-- EXERCISE INPUTS --
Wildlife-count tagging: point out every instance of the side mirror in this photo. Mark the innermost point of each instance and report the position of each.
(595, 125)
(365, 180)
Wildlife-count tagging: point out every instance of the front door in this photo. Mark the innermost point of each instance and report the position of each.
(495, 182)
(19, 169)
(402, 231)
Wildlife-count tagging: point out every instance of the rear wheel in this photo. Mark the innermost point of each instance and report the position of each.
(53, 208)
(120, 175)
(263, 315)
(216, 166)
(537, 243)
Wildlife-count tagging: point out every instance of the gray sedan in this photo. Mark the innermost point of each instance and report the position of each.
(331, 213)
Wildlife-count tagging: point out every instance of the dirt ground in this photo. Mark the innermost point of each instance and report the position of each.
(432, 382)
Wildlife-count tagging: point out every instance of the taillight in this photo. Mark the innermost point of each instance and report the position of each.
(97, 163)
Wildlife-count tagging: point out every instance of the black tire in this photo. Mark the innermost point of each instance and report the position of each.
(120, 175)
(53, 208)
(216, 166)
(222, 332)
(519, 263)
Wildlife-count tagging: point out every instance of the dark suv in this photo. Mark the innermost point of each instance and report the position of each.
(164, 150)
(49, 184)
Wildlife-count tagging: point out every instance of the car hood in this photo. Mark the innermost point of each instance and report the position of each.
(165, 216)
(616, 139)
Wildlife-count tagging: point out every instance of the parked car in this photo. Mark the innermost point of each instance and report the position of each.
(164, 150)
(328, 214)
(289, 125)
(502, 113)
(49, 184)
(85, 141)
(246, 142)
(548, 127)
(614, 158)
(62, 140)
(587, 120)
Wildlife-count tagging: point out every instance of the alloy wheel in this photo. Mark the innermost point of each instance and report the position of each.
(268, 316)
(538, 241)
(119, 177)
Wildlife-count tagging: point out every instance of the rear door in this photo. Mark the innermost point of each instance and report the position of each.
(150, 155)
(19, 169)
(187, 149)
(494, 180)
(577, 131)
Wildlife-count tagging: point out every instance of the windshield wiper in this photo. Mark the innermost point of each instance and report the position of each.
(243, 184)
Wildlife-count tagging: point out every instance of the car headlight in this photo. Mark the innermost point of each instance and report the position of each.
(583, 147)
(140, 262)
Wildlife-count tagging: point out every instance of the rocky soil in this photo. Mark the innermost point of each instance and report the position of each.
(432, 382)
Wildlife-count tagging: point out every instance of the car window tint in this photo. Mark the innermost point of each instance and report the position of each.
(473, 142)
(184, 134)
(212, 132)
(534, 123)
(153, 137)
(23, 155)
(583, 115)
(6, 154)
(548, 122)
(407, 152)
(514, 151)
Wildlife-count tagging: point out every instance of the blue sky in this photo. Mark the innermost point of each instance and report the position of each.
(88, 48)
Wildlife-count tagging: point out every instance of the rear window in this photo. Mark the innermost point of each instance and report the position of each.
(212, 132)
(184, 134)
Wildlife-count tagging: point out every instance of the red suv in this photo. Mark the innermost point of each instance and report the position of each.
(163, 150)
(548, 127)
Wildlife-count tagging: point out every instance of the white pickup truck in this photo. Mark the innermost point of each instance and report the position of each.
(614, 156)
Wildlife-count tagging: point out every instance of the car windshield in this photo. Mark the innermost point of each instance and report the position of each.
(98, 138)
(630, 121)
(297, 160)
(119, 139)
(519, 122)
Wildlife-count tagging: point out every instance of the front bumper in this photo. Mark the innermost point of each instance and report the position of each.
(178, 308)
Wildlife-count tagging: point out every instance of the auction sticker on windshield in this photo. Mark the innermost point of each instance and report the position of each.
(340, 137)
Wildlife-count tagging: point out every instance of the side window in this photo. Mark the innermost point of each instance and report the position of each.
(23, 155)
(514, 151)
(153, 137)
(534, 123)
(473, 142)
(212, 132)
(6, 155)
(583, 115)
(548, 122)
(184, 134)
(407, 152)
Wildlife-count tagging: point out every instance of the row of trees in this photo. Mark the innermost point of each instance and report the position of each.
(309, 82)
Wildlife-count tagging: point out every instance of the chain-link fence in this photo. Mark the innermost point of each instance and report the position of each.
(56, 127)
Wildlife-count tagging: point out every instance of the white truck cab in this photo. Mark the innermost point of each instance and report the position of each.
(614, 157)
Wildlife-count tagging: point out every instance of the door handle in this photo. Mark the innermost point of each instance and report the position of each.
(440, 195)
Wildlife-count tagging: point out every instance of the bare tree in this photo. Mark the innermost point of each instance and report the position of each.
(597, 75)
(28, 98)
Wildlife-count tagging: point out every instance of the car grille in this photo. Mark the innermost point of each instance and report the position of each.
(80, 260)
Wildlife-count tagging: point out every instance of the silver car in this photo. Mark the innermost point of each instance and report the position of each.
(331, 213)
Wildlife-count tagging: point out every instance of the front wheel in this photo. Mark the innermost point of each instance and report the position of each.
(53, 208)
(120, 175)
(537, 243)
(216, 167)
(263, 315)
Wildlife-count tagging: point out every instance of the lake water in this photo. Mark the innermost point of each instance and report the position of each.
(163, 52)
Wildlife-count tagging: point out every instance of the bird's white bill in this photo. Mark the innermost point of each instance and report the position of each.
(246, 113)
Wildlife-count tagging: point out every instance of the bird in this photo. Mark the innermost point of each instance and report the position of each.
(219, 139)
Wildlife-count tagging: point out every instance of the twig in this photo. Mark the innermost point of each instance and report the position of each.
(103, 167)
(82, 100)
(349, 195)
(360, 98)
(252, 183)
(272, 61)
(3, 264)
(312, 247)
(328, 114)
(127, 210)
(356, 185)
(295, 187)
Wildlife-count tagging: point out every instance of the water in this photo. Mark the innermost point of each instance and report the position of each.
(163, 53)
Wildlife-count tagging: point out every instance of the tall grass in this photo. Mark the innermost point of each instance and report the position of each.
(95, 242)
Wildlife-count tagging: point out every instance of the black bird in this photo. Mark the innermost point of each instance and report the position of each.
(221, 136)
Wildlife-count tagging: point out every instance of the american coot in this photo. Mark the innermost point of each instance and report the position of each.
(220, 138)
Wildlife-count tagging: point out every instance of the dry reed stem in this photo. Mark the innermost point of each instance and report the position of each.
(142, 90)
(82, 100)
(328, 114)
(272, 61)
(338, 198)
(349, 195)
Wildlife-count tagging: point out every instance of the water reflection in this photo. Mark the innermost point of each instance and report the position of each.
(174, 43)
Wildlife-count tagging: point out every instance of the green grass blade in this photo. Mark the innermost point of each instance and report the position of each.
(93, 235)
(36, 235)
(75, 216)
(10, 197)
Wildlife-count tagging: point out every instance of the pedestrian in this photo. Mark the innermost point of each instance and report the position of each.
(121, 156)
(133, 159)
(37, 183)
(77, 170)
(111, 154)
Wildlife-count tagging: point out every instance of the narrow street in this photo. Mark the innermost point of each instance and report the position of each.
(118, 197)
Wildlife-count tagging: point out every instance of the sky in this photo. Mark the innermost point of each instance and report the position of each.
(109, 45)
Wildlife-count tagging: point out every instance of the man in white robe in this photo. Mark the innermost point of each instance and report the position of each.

-- WORK REQUEST --
In full and without change, transcribe the entries.

-- ANSWER TO THE PROBLEM --
Wildlife-count tagging: point out every instance of the side mirror in this photo. Mark the innermost point of each instance and report the position of each.
(595, 125)
(365, 180)
Wildlife-count tagging: point out every instance of the front door in this photo. Mark the innermost point of each instance and report the position of each.
(495, 182)
(19, 169)
(402, 231)
Wildlife-count tagging: point out every instance of the rear wheel in this photo. Mark the innermost point of each instance and report the position of each.
(53, 208)
(120, 175)
(263, 315)
(216, 166)
(537, 243)
Wildlife-count tagging: point out every instance of the gray sedan in this photo. Mark the innermost point of each instance and report the position of each.
(331, 213)
Wildlife-count tagging: point out every instance of the dirt ground in this photo. Mark the innermost point of each instance and report the position of each.
(432, 382)
Wildlife-count tagging: point out every instance of the taillight in this photo. Mark the innermost point of each instance and report the position of each.
(97, 163)
Wildlife-count tagging: point out every instance of the black tire in this photo. Mark the innermost point of each instance and report the position of each.
(120, 175)
(53, 208)
(216, 166)
(222, 332)
(519, 263)
Wildlife-count tagging: point out every instance of the dark suv in this photo. Mark the innermost point of each instance and report the position of each.
(164, 150)
(49, 184)
Wildlife-count tagging: point out every instance of the car hood in this photo. Mark the innermost point of each instance and report the position of each.
(165, 216)
(616, 139)
Wildlife-count tagging: point out every instance of the parked car in this photo. Mark the innermost point of each instance and report the position of each.
(164, 150)
(328, 214)
(289, 125)
(502, 113)
(49, 184)
(85, 141)
(246, 142)
(548, 127)
(614, 158)
(62, 140)
(587, 120)
Wildlife-count tagging: point out every instance of the alloy wheel in this photo. Mark the innermost point of each instance and report the position of each.
(268, 316)
(538, 241)
(119, 177)
Wildlife-count tagging: point out every instance of the rear door in this photo. Mark the innermost point of each instance and report the position of each.
(150, 155)
(19, 169)
(187, 149)
(494, 180)
(577, 131)
Wildlife-count tagging: point out every instance of the windshield wiper in this photo. Mark the innermost point of each instance and report the position of each.
(243, 184)
Wildlife-count tagging: point out every instance of the car headlight in this photo. Mark the innermost point of each instance and report the position of each.
(583, 147)
(140, 262)
Wildlife-count tagging: point out every instance of the rocky soil in this photo. Mark the innermost point of each instance and report the position of each.
(432, 382)
Wildlife-count tagging: point out every instance of the car window tint in this photo. Mark the innermost point of each instance and report the position of each.
(473, 142)
(184, 134)
(212, 132)
(534, 123)
(153, 137)
(23, 155)
(583, 115)
(6, 154)
(548, 122)
(407, 152)
(514, 151)
Wildlife-count tagging: point out every instance of the blue sky in this photo. Mark the innermost point of each instance and report the position of each.
(88, 48)
Wildlife-count tagging: point out every instance of the rear window in this photo. Mark the innermost point of each instance and report the position of each.
(212, 132)
(184, 134)
Wildlife-count tagging: point out every instance of the red suv in this photo. Mark the innermost point of each instance and report the position of each.
(163, 150)
(548, 127)
Wildlife-count tagging: point out every instance of the white pickup truck in this photo. Mark the innermost point of each instance and report the position of each.
(614, 156)
Wildlife-count tagging: point out every instance of the car windshield in this photo. Mark the innermost point of each instance and report the position of each.
(98, 138)
(630, 121)
(297, 160)
(119, 139)
(519, 122)
Wildlife-count tagging: point out every instance of the front bumper in this photo. Mark the innermost point of each instance and report the position of each.
(178, 308)
Wildlife-count tagging: point out every instance of the auction sticker on windshield in this photo. Mark the innermost point of each instance and report the position of each.
(340, 137)
Wildlife-count tagging: point out every instance of the side window in this photo. Mark the innermost point of each instance and report the position of each.
(23, 155)
(514, 151)
(153, 137)
(534, 123)
(473, 142)
(212, 132)
(6, 155)
(583, 115)
(548, 122)
(184, 134)
(407, 152)
Wildlife-count tagging: point out every instance of the row of trees in this photo. Mark the innermost point of each instance and report the position of each.
(309, 82)
Wildlife-count tagging: point out every instance of the chain-link fence in this photo. Mark the innermost point of each instance and report the position of each.
(56, 127)
Wildlife-count tagging: point out every instance of the white truck cab in this photo. Mark the innermost point of each instance and report the position of each.
(614, 157)
Wildlife-count tagging: point out every instance of the door handle in this photo. Mark the innermost point of each instance and report the position of each.
(440, 195)
Wildlife-count tagging: point out every instance of the bare tree in this photo. Mark the innermost point of each instance and report the position of each.
(597, 75)
(28, 98)
Wildlife-count tagging: point out every instance of the car grille in this photo. Mark the innermost point of each instance and report the position of each.
(80, 260)
Wildlife-count tagging: point out every instance of the silver car in this photo. Mark the innermost point of each instance and report the position of each.
(331, 213)
Wildlife-count tagging: point out every instance of the front wheel in this photo. Mark the innermost point of each instance and report the position of each.
(53, 208)
(120, 175)
(537, 243)
(216, 167)
(263, 315)
Wildlife-count tagging: point out every instance of the lake water in this photo. Mark the innermost point of each instance and report the position of each.
(163, 52)
Wildlife-count tagging: point out every instance of the bird's white bill in this photo. Mark the innermost point of each instance and report the position of each.
(246, 113)
Wildlife-count tagging: point out every instance of the bird in this photo. Mark the innermost point of each instance and report the position of each.
(219, 139)
Wildlife-count tagging: point out every instance of the twig in this photo. Mark the innermost point of each instance and report the position of each.
(103, 167)
(82, 100)
(349, 195)
(360, 98)
(252, 183)
(272, 61)
(3, 264)
(312, 247)
(328, 114)
(127, 210)
(356, 185)
(295, 187)
Wildlife-count tagging: point out every instance of the water in this photo. Mark the innermost point of each instance and report the position of each.
(163, 53)
Wildlife-count tagging: point out every instance of the tall grass in this photo. Mark the innermost point of each instance and report the position of each.
(95, 242)
Wildlife-count tagging: point out every instance of the black bird in this photo. Mark the innermost point of each instance and report the position of each.
(221, 136)
Wildlife-count tagging: point out every instance of the american coot in this photo. Mark the innermost point of each instance and report the position of each.
(220, 138)
Wildlife-count tagging: point out every instance of the dry reed stem in this photo. Mark the innermost point of each instance and report the position of each.
(142, 90)
(82, 100)
(328, 114)
(272, 61)
(338, 198)
(349, 195)
Wildlife-count tagging: point out every instance of the water reflection in this photo. Mark the innermost point of each instance and report the position of each.
(174, 43)
Wildlife-count tagging: point out every instance of the green grass blade in this photo. Mark the innermost point of each instance and report the position of each.
(93, 235)
(36, 235)
(75, 216)
(10, 197)
Wildlife-count tagging: point out every instance of the pedestrian in this photo. Mark the innermost point of each instance and report the position of each.
(121, 156)
(133, 159)
(37, 183)
(77, 170)
(111, 154)
Wildlife-count tagging: point out every instance of the narrow street in this photo. Mark the innermost point of each instance and report the position of each.
(118, 197)
Wildlife-count tagging: point out every instance of the sky in this photo. Mark the innermost point of each instance and report the position of each.
(109, 45)
Wildlife-count tagging: point out every instance of the man in white robe in this photo. Mark the innermost point of each instance and report the position of each.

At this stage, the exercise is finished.